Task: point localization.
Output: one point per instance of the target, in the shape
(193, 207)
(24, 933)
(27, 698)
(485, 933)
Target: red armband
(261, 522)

####################

_Goal_.
Reproduce the full listing above, character for character.

_Written response_.
Task: point localization.
Output: one point per instance of the target, in the shape
(193, 207)
(24, 933)
(27, 698)
(485, 933)
Target: red armband
(261, 522)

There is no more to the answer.